> ARTICLE
===============

AI will Give our Jobs

Ian Stephen
Heretic Mobile
Published in
5 min readMay 10, 2023

By Ian Stephen

A lot of people ask: Will AI take my job in the future?

The better question is: Do I have a job now?

You might find that a strange question: But do you have a job?

What do I mean by ‘you’ doing the job? I do not mean your body; I mean the spirit living in you. No AI can replace that.

If you do work, and do all your work by following procedures; then you are not doing your job-the procedure is-the procedure is information in a book-you are information in your head. If the procedure jumps out of the book-sits in your head and uses you to do the job-then you are not doing the job-you are just a vehicle for the procedure to do its job.

AI is a different vehicle the procedure can use-and if it is a better vehicle, then you are redundant.

If the procedure does not do your job. If you treat the procedure as a guideline and actually use your own intelligence to complete the work-then you are doing your job.

Your spirit is mixed with the results-you are impossible to replace.

But You have to actually do the job; if you don’t want to be replaced.

AI cannot replace you, it can replace your body.

And it will if your body is a mere vehicle for procedure.

It’s amazing to compare a newspaper from the ’70s with a newspaper today.

Then, a degree was irrelevant to becoming a journalist-you were hired because you had good sense, because were possessed with eloquence perception and logic.

Your spirit was in the article: You used your own rationality to analyse events and comment on claims.

Today is a very different picture: There is no human spirit in most journalism: There is only procedure. University can’t teach you to be a journalist. You are or you aren’t. University can teach a journalistic procedure.

And most articles are procedural:

One:

Event-probably taken from Reuters.

Two:

An ‘expert’s’ opinion-no discernment or comment on the part of the author as to its quality.

Three:

Some event that was similar.

This pattern is everywhere-it is a procedure.

There is no sense of personality, no human spirit.

So, I ask you-did the journalist write this, or did the procedure?

Was the spirit of the author behind its creation, or did it take a back seat and let the procedure drive the body?

Can you see how easily an AI could replace the journalist’s body as the tool of procedure?

But how difficult an AI would find it to replace a person’s spirit-someone who puts themselves into their work?

This is easy to illustrate with journalism, but it is basically true everywhere.

===============

> GIVEN ENTRIES
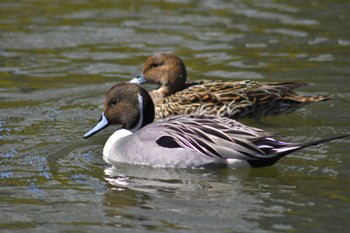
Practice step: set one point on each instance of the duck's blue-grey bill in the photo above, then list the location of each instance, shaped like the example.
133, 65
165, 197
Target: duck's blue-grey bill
103, 123
138, 80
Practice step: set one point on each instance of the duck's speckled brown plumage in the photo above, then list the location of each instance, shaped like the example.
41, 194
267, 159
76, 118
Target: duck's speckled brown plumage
244, 99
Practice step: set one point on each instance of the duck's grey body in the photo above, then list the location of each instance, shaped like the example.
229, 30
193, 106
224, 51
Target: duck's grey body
183, 141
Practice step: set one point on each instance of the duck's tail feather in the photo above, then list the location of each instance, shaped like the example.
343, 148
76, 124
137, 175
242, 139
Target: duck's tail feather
282, 151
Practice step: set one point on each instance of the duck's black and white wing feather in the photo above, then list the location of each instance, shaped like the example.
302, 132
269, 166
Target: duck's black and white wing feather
226, 139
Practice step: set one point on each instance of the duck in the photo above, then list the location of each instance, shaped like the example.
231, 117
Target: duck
233, 99
183, 141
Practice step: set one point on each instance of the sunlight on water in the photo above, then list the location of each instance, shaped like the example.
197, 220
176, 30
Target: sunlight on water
58, 59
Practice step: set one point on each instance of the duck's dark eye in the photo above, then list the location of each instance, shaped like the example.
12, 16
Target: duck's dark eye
155, 65
114, 102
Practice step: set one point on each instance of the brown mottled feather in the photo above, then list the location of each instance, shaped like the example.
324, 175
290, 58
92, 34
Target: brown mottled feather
246, 99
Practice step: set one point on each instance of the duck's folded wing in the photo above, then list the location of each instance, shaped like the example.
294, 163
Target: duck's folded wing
213, 137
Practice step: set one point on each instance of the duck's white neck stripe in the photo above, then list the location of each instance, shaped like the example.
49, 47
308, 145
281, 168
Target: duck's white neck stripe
139, 124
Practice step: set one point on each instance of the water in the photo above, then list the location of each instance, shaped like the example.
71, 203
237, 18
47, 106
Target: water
57, 60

===============

> TASKS FOR THIS EXERCISE
A) Rewrite the paragraph of the essay on AI and jobs that begins "Today is a very different picture" in fewer words, keeping its main facts.
B) Using the essay on AI and jobs, decide whether each statement agrees with it. Answer yes or no, and quote the words that settle it.
(i) In the '70s, a degree was needed to become a journalist.
(ii) University can teach a journalistic procedure.
(iii) AI can replace the spirit living in you.
C) Carry the essay on AI and jobs forward from its last sentence, in the same voice.

> TASK-BY-TASK OUTPUTS
A) Journalism today is mostly procedure, with no human spirit. University cannot teach someone to be a journalist, since a person either is one or isn't. It can only teach a journalistic procedure.

B)
(i) No: "a degree was irrelevant to becoming a journalist"
(ii) Yes: "University can teach a journalistic procedure."
(iii) No: "No AI can replace that."

C)
If you can’t do your job better than a procedure-if you think procedures are there to be followed, and not just advice-then it is not you losing the job.

You never had it.

Your body is being replaced by a more efficient tool.

What will work look like soon?

You can see it for yourself by playing with image synthesisers. People argue that AI cannot create art, and they are right. AI can create technically well-made images, but alone they are without meaning.

If used by an artist, however, the program can be used to produce art. That is because a person with vision and purpose has used it to fulfil their goals.

This will be the truth of all fields soon. An engineer designing a system won’t need to know how a one-way valve works, they’ll only need to know what it does.

An engineer working with AI could use it to create all the components in the system-of this an Ai is capable. But arranging them in a useful and meaningful manner is the work of man.

Imagine you are at a dentist’s. The dentist has a drill-bot which can automatically fix holes in your teeth. The human dentist is still required to discern whether this is necessary-as, on a first inspection it may be impossible to tell a chocolate stain from a hole in the tooth.

AI will never be able to reliably tell which is which. There will always be the need for the dentist to give the spot a quick scratch with his fingernail.

It’s that kind of dynamic human input which will still be required everywhere-basically: Good sense.

Good sense is something you learn through experience, there is no standardised program to teach it.

This means higher education is about to change dramatically. Most of what is taught at university is procedural knowledge. The knowledge you get in a textbook is structured in a logical, procedural way. Basically, if something can be described in a textbook, it can be done by AI.

The only professional education which makes sense in such a world is apprenticeships. Following existing experts around to pick up their thought processes.

Universities, as such, will become irrelevant for professional education.

This will fix our university system-though in a rather apocalyptic way.

Today most people go to university. And most people at university are dead-eyed doops there to ‘get a job’. To learn procedural knowledge.

If everything procedural is done by AI, they’ll all be gone.

University can go back to a place for people who care about knowledge.

Yes, it will mean that 90% of universities disappear-but these are really vocational colleges in drag.

University is a place to attain ‘university’-a knowledge of all things. You go because you are curious-not to find employment.

As shocking as all this sounds, it is basically good news.

Any job done by procedure is done badly.

Procedural workers are annoying. They’re slow, bad at solving problems, asking men if they are pregnant and so on.

Soon, no one will be like that.

They will either get replaced by computer, or have to start bringing their brains to work.

Anyone who stares at you dumbly when there is a problem they don’t know the protocol for will be fired. People who use their own minds to fix things will be fine.

Think of the splendid quality we will soon see!

AI isn’t here to take our jobs.

It’s here to give them to us.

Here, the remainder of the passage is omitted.